(Stated task): All records below must be retyped exactly.

Point placement records:
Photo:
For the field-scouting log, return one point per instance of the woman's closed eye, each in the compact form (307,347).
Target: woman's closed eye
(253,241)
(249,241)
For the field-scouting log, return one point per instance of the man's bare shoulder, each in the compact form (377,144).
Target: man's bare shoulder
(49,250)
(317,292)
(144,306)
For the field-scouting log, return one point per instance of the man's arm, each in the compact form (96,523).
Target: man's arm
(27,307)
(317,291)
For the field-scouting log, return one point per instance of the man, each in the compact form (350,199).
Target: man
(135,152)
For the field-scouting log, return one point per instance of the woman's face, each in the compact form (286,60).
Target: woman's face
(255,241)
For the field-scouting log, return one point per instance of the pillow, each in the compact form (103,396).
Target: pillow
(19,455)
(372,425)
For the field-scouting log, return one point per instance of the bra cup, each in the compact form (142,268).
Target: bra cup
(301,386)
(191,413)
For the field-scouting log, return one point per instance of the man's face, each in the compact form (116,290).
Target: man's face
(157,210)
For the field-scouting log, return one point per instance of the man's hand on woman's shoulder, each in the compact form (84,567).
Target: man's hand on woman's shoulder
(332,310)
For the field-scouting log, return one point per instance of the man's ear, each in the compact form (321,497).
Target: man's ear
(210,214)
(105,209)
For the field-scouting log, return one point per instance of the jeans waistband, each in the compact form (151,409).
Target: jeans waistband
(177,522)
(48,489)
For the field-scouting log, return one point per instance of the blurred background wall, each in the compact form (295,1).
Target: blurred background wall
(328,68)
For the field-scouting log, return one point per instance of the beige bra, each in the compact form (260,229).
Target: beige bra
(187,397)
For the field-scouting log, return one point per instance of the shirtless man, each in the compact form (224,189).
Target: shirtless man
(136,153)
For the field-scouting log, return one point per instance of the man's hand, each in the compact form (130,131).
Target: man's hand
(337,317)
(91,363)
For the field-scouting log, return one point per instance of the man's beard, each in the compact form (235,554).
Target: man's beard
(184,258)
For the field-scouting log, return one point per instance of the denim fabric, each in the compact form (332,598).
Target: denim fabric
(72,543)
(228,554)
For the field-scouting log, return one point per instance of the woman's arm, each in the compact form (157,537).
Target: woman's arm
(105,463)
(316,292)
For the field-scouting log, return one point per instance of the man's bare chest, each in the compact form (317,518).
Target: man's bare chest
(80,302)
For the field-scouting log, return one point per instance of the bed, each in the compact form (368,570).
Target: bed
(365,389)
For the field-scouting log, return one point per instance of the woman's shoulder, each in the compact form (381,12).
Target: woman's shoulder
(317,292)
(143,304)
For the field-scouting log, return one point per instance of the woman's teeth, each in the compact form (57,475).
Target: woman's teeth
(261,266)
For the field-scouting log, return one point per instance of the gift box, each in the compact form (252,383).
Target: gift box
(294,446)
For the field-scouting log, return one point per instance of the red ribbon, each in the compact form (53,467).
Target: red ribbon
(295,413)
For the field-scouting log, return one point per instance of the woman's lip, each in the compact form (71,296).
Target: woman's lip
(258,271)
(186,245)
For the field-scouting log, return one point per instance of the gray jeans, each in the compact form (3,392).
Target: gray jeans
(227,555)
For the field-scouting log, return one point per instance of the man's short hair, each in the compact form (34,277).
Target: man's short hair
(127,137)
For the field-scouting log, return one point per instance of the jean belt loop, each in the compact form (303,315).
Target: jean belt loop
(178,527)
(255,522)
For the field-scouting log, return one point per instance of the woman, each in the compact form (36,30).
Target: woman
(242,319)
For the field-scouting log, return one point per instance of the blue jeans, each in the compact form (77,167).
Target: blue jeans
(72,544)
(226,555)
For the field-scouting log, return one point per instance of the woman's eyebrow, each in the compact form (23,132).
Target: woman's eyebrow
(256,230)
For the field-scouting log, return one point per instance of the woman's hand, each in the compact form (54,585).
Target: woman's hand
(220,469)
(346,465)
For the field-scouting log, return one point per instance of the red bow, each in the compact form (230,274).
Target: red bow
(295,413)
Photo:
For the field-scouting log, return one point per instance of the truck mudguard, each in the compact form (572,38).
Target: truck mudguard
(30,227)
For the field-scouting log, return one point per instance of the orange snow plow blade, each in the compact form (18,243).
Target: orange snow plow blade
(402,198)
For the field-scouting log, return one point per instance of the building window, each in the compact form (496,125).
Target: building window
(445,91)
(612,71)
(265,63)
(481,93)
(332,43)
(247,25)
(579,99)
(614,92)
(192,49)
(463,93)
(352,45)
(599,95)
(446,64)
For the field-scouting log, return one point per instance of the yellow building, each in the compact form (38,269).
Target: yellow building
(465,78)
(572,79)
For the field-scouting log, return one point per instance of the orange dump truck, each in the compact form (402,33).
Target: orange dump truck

(Correct output):
Photo:
For the field-scouting log, return one point per instance of the woman's closed eye, each in the compact form (307,347).
Target: woman's closed eye
(253,241)
(249,241)
For the field-scouting log, return one point per instance of the man's bare shoulder, each in the compact form (377,144).
Target: man's bare shoulder
(49,250)
(317,292)
(144,306)
For the field-scouting log, return one point per instance of the man's arm, each in the compact form (96,523).
Target: man's arm
(27,307)
(317,291)
For the field-scouting log, return one point per instance of the man, each in the compact form (350,199).
Target: man
(135,152)
For the field-scouting log, return one point per instance of the woman's face, each in the compact form (286,60).
Target: woman's face
(255,241)
For the field-scouting log, return one point per instance of the pillow, each in the compact form (103,396).
Target: pillow
(19,455)
(372,425)
For the field-scouting log, return one point per instance of the bra cup, each in the compact form (142,268).
Target: bra cup
(301,386)
(191,413)
For the field-scouting log, return one point per instance of the man's face, each in the compact form (116,290).
Target: man's face
(157,210)
For the field-scouting log, return one point per instance of the man's hand on woman's shoulder, each in the compact form (84,567).
Target: man's hand on woman's shoulder
(332,310)
For the field-scouting log, return one point per instance of the man's ear, each in the compact form (321,497).
Target: man's ear
(210,214)
(105,209)
For the field-scouting log, return one point per instance of the jeans waistband, each in the compact form (151,409).
Target: jeans waistband
(177,522)
(48,489)
For the field-scouting log, return one point per instance of the blurred background wall, each in the compact form (295,1).
Target: blurred background wall
(328,68)
For the field-scouting log, return one point per instance of the beige bra, each in the compact form (260,229).
Target: beige bra
(187,397)
For the field-scouting log, return one point per instance of the shirtless man, each in the compact form (224,189).
Target: shirtless man
(136,153)
For the field-scouting log, return one point per instance of the man's hand, each in the compact form (130,131).
Target: man's hand
(337,317)
(91,363)
For the field-scouting log, return one point per instance of the man's beard, each in the compact form (235,554).
Target: man's beard
(184,258)
For the field-scouting log, return one point per instance of the denim fabric, each in the compact form (332,598).
Target: denim fabric
(72,543)
(228,554)
For the field-scouting log, return one point per instance of the woman's arm, each in the compact form (157,537).
Target: woman's arm
(105,463)
(316,292)
For the field-scouting log, return one point per instance of the man's bare chest, each in the compact form (317,518).
Target: man's bare chest
(80,302)
For the field-scouting log, return one point per instance of the bed, each in the compact form (368,570).
Target: bed
(365,389)
For the field-scouting log, return one point per instance of the woman's shoulder, each in the compact form (381,12).
Target: woman's shoulder
(317,292)
(143,304)
For the field-scouting log, return one point per instance of the woman's teeth, each in the compact form (57,475).
Target: woman's teeth
(261,266)
For the field-scouting log, return one point per instance of the gift box, each in the compact form (252,383).
Target: gift box
(294,446)
For the field-scouting log, return one point per instance of the red ribbon, each in the compact form (53,467).
Target: red ribbon
(295,413)
For the field-scouting log, return one point per instance of the woman's lip, each in the compact form (71,296).
Target: woman's lip
(258,271)
(186,245)
For the field-scouting log, return one point per instance of the gray jeans, each in the compact form (3,392).
Target: gray jeans
(227,555)
For the field-scouting log, return one point per instance of the man's short hair, each in the compact form (34,277).
Target: man's short hair
(127,137)
For the field-scouting log, return one point per instance of the jean belt loop, each in the compact form (303,315).
Target: jean belt loop
(178,527)
(255,522)
For the field-scouting log, return one point per instance of the woman, each in the compact form (36,30).
Target: woman
(242,319)
For the field-scouting log, return one point per instance of the blue jeans, each in the compact form (77,167).
Target: blue jeans
(72,544)
(226,555)
For the field-scouting log, return one point per instance of the woman's eyebrow, each in the compact form (23,132).
Target: woman's eyebrow
(256,230)
For the field-scouting log, return one point per instance of the woman's hand, each in the compact form (54,585).
Target: woman's hand
(220,469)
(346,465)
For the field-scouting log, return one point per instance of the red bow, each in the compact form (230,274).
Target: red bow
(295,413)
Photo:
For the field-scouting log, return one point per instance of the truck mudguard, each in the compact form (572,38).
Target: truck mudguard
(30,227)
For the field-scouting log, return one point per instance of the orange snow plow blade, each in the compact form (18,243).
Target: orange snow plow blade
(402,198)
For the field-scouting log, return one point per instance of the building window, each in the compact form (496,125).
Target: building window
(445,91)
(612,71)
(265,63)
(481,93)
(332,43)
(247,25)
(579,99)
(614,92)
(192,49)
(463,93)
(352,45)
(599,95)
(446,64)
For the field-scouting log, return one point per instance of the yellow building, each in the compact form (38,269).
Target: yellow building
(465,78)
(572,79)
For the field-scouting log, return one point per instance of the orange dump truck, each in the compact form (402,33).
Target: orange dump truck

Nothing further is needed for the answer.